Reproduce each of the lines word for word.

━━━━━━━━

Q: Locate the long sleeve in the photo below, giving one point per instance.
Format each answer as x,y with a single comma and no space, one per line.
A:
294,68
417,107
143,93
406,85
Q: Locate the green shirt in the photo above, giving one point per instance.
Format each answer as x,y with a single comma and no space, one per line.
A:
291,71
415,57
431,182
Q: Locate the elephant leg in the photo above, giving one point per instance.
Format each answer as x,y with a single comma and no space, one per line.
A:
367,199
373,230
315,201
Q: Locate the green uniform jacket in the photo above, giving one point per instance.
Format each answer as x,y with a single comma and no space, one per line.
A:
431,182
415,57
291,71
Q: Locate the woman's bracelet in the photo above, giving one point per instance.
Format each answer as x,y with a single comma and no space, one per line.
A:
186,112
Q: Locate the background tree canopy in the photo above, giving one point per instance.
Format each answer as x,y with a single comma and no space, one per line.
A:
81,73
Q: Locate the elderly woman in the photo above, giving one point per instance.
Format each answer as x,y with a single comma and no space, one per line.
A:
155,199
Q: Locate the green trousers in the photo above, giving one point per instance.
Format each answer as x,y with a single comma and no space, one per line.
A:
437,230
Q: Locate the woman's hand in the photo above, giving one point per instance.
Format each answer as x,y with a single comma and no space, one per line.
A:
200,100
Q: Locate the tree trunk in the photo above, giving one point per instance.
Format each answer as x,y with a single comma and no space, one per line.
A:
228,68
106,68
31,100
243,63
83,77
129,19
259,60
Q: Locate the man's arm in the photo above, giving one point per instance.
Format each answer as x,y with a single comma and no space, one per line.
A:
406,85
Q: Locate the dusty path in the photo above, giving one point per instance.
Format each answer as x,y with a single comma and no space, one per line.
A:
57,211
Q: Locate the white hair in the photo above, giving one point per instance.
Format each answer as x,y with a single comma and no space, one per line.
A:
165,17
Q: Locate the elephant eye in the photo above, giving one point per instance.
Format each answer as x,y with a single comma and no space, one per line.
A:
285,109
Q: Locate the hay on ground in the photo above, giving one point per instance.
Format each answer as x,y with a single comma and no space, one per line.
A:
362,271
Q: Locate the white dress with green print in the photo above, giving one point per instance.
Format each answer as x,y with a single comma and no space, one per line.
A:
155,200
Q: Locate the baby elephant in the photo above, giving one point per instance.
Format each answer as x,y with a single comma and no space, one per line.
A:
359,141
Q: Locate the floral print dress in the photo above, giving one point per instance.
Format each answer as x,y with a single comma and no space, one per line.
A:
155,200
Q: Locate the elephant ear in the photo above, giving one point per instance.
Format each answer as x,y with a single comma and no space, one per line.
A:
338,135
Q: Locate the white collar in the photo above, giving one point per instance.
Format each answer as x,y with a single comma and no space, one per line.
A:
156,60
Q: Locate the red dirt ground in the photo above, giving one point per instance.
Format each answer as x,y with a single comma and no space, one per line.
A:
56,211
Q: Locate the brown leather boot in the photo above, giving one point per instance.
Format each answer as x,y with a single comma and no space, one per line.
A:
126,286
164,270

━━━━━━━━

CORRECT ANSWER →
Q: Locate the long sleeve in the photo below, giving one point per instance.
Format each answer as x,y with a single comma and no space, one per line.
A:
294,68
417,107
143,93
406,85
Q: Locate the green shirt in the photo above, giving one point per instance.
Format each answer as x,y with a single comma and no space, one per line.
A:
291,71
415,57
431,182
Q: Locate the elephant leg in the photo above, giving one point per instance.
Format each answer as x,y with a single comma and no space, one per line.
A:
367,199
373,230
315,201
Q: Locate the green uniform jacket in the photo above, giving one point per instance.
Format each answer as x,y with a single comma and no space, one per line.
A:
431,182
415,57
291,71
Q: Locate the woman's bracelet in the photo above, giving one point per instance.
Format each answer as x,y with a single comma and no space, one per line.
A:
186,112
Q: Locate the background tree canopy in the photo above, giving one point per instance.
Format each answer as x,y with a single comma and no space, one per line.
A:
81,73
Q: Locate the elderly woman in the photo above, giving one point per instance.
Format each answer as x,y with a single comma and no space, one per line.
A:
155,199
Q: Locate the green trousers in the photo above, giving one point per instance.
Format each answer as x,y with a single comma and no space, one per line.
A:
437,230
Q: Locate the woman's hand in the photo above, giving one point per instance.
Format each answer as x,y with a single comma and no space, one per line.
A:
200,100
Q: Locate the tree trunk in the photo above, giving one point per instance.
Format each answer as x,y with a single comma and no space, one per line.
A:
228,68
106,68
31,100
243,63
83,77
129,19
259,60
Q: Locate the man's arm in the photo above, giving one point per instance.
Format each answer as x,y with a single comma and no space, one per line.
A:
406,85
Q: Locate the dusty path in the photo above, giving one point per instance.
Format each answer as x,y with a single comma and no space, one per line.
A:
57,211
Q: Locate the white hair in the photo above, giving one point per instance.
Format each answer as x,y with a single comma and no space, one per line.
A:
165,17
Q: Locate the elephant eye in the photo above, giving one point per instance.
Format each answer as x,y with a single comma and no space, one per line.
A:
285,109
Q: Locate the hay on ground in the photo above, giving one point per instance.
Format each answer as x,y with a single comma and no space, one per line.
A:
362,271
Q: Locate the white dress with green print in the photo above, giving one point per instance.
Format each answer as x,y with a single comma and no space, one per line.
A:
155,200
Q: Locate the baby elephant in the photo above, giving one point per instance.
Format each answer as x,y with a single comma and no space, one per line.
A:
359,141
Q: Locate the floral print dress in the photo above, giving one point per instance.
Format each answer as x,y with a single comma and no space, one per line.
A:
155,200
Q: Locate the elephant ear in the photo above, giving one point per instance.
Format each answer as x,y with a single comma and no space, one per line.
A:
338,135
Q: Locate the white collar in the photo above, giving one point per instance.
Format each answer as x,y with a single comma and no space, one per line.
A:
156,60
Q: Locate the red dirt ground in the photo above, giving one point per instance.
Format each answer as x,y with a single comma and no space, one per line.
A:
56,211
Q: Locate the brown leather boot in the photo above, giving one point per instance.
Format each answer as x,y with a single comma and no space, one per line.
A:
126,286
164,270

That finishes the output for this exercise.